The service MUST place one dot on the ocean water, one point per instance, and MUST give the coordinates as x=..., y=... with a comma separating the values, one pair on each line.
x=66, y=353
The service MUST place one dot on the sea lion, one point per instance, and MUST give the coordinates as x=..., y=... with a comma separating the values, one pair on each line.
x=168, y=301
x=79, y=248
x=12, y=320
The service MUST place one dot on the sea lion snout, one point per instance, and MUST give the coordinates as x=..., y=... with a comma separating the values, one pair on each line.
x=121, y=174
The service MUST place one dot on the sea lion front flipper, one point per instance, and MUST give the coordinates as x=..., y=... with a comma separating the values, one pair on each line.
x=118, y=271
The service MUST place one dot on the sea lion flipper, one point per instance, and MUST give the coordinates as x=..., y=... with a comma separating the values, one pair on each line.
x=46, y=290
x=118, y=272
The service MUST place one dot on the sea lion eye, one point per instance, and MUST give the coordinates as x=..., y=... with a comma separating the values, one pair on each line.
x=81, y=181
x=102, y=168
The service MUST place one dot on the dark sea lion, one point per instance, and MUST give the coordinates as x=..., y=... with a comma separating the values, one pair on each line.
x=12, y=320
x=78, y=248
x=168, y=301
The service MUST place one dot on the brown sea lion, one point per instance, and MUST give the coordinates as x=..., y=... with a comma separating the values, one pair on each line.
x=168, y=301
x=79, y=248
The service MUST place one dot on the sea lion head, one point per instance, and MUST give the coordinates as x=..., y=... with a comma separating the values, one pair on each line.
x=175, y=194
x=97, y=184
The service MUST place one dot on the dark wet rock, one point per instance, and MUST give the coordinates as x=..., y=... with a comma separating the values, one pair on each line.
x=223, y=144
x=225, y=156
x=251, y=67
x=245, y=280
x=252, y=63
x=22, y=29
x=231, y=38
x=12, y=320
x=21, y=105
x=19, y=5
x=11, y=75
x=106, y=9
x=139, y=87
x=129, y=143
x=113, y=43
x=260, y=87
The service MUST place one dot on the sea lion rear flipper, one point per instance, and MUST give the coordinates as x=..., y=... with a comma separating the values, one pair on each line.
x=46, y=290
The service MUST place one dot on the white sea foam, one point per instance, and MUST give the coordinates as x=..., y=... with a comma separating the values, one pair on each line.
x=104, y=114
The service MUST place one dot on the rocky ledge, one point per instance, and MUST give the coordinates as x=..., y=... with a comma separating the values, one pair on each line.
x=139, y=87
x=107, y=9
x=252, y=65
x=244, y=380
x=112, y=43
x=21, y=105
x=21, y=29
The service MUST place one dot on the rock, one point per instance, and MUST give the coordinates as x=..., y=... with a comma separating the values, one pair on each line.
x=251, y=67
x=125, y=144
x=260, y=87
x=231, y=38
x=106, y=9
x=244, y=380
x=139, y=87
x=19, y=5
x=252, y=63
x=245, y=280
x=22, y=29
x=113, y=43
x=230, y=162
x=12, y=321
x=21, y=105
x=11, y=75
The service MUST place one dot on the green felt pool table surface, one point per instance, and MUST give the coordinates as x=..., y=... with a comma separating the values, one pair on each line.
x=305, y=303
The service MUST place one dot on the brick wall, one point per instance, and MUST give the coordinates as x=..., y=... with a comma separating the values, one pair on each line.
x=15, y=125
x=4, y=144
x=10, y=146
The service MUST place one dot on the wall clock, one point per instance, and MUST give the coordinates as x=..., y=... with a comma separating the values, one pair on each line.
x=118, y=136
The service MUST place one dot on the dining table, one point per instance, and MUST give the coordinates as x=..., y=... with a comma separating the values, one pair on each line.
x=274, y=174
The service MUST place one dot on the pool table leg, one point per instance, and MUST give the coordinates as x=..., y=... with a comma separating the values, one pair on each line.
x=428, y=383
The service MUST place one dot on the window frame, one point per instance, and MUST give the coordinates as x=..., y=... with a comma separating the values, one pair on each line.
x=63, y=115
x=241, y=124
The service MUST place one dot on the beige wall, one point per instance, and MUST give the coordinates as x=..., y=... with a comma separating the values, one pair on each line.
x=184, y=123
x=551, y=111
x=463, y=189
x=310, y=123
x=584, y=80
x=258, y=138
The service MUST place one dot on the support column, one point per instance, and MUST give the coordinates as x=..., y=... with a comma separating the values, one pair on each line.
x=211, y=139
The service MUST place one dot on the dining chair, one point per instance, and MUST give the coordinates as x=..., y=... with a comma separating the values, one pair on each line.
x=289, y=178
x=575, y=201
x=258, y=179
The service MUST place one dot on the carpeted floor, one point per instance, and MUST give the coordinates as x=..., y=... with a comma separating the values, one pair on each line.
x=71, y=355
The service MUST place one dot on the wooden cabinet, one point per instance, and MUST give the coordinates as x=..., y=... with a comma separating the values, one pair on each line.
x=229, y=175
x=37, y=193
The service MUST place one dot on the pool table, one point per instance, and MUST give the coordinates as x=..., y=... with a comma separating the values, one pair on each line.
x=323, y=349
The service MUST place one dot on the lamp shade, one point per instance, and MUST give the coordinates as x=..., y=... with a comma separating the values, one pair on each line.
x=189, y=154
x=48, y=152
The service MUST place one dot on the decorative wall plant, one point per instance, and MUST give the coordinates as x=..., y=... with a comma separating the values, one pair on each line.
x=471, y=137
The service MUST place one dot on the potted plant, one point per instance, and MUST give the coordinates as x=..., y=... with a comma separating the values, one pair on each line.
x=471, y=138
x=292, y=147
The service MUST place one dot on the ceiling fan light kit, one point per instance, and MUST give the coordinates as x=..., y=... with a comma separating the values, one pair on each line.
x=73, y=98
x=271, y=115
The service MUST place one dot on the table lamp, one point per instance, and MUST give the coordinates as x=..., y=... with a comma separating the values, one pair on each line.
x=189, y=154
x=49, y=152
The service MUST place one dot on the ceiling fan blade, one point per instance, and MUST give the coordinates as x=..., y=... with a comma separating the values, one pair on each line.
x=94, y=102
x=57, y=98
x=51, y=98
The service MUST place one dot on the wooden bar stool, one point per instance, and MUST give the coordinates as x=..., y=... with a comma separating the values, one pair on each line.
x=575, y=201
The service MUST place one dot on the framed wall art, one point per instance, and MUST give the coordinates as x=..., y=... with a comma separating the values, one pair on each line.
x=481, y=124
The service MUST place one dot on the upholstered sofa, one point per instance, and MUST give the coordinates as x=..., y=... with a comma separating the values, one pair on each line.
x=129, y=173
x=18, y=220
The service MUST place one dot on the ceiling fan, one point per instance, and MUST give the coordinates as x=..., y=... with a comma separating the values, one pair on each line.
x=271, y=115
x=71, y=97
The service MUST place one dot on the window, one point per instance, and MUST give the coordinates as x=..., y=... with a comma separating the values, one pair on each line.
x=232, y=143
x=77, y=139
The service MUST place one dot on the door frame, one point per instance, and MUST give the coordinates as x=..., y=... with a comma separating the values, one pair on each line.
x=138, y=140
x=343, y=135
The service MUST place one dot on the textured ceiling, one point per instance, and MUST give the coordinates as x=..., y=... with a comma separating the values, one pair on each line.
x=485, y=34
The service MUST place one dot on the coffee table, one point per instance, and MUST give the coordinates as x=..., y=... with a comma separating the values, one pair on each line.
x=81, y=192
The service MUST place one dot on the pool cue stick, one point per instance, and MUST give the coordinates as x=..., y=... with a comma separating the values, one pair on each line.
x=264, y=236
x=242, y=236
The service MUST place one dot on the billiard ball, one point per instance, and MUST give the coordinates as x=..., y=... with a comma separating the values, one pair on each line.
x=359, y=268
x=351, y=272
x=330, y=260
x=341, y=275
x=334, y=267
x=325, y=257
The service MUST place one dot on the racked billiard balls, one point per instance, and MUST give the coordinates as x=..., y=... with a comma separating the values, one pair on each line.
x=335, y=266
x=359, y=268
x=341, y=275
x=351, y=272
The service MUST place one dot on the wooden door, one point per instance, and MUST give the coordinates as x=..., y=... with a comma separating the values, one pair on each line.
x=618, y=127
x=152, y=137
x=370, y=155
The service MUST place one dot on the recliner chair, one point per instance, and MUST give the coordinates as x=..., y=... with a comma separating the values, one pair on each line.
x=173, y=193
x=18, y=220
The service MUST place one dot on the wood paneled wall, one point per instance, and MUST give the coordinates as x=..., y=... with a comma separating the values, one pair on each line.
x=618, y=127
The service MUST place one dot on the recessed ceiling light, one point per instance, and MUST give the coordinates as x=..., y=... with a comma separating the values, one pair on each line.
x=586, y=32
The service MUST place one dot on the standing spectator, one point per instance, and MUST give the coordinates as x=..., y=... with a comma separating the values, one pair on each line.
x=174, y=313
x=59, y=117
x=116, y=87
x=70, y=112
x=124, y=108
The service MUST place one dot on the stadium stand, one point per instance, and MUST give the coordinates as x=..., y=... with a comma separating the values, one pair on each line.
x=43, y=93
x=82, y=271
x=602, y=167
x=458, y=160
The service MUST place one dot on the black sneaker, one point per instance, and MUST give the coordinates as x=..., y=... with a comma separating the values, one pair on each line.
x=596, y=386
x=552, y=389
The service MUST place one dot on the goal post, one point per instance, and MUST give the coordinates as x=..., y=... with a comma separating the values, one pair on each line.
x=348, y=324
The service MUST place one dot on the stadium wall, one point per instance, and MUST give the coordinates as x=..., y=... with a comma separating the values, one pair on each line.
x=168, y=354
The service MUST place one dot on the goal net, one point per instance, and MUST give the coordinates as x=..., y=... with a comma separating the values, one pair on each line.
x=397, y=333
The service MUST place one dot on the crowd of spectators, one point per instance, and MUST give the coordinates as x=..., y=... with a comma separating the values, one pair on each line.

• _Task item_:
Please transcribe exactly the line containing "The service MUST place one dot on the stadium wall, one" and every line after it to the end of the data, and no other lines.

• _Completed exercise_:
The service MUST place one dot on the stadium wall, one point per instance, and MUST give the coordinates as x=..., y=... with a comma separating the values, one pair on each line.
x=168, y=354
The service MUST place one dot on the goal net, one point per instance, and MUST give the coordinates as x=..., y=... with a comma separating the values, one pair on each line.
x=397, y=333
The service MUST place one dot on the crowd of spectators, one point per instance, and MUST give the coordinates as x=..., y=... with a comma separating the values, one pair on each line.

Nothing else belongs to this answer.